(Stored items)
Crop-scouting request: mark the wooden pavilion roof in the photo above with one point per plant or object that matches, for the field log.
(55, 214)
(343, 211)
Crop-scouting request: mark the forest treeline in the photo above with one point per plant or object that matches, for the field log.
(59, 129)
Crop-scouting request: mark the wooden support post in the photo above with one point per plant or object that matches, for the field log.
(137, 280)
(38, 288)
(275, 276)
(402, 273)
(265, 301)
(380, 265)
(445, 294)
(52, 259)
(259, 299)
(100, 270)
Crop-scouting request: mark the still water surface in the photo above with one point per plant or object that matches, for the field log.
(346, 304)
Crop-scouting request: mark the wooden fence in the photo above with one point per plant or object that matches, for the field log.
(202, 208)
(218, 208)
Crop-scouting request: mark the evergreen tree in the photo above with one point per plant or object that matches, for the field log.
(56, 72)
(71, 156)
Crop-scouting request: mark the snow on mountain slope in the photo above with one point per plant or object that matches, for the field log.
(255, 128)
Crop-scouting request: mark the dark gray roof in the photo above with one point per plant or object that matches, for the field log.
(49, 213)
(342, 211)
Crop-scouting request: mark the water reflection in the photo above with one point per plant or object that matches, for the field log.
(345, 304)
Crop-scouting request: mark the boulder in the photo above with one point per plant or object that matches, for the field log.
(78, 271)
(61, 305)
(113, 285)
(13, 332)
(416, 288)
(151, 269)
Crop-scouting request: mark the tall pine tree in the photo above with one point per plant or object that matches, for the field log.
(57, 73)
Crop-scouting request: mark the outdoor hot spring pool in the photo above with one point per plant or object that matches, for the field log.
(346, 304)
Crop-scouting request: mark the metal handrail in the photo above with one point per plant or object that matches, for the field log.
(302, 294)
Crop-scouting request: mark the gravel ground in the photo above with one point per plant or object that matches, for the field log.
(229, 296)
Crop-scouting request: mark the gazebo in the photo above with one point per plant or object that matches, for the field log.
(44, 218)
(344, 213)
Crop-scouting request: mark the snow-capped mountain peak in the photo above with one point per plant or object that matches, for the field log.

What to produce :: Reproduce the data verbatim from the line that contains "Crop-scouting request: mark the evergreen" through the last line, including both of those lines.

Exercise response ::
Crop-scouting request: mark the evergreen tree in the photo above with one point per plant or object that matches, for the field log.
(56, 72)
(71, 156)
Crop-scouting request: mark the snow on mountain slope in the photo above with one point per plant or object that matches, for the field log.
(255, 128)
Crop-scouting request: mark the dark gray roof in the photo above with one point per plant or object that matches, for the field log.
(49, 213)
(342, 211)
Crop-scouting request: mark the water reflection in the photo above with one point per plant or object that matches, for the field log.
(345, 304)
Crop-scouting request: mark the boulder in the photo above with one point per plant or object that matches, for the field log.
(78, 271)
(61, 305)
(113, 285)
(13, 332)
(416, 288)
(151, 269)
Crop-scouting request: mark the tall pine tree in the photo above with one point per plant or object that matches, for the field log.
(57, 73)
Crop-scouting request: mark the outdoor hot spring pool in the photo above with one point per plant or object that matches, for the field log.
(346, 304)
Crop-scouting request: mark the metal handrail in the photo above with one point per plant or object that matches, for the field log.
(302, 294)
Crop-scouting request: mark the gravel ground in the photo above with one point per plant or object that matches, for the field log.
(229, 296)
Crop-scouting request: mark the gazebo in the photo above with one point per plant or object that matches, for the field log.
(44, 218)
(344, 213)
Crop-scouting request: mark the snow-capped mountain peak in the photo above with one point per plant or object that matches, for the field log.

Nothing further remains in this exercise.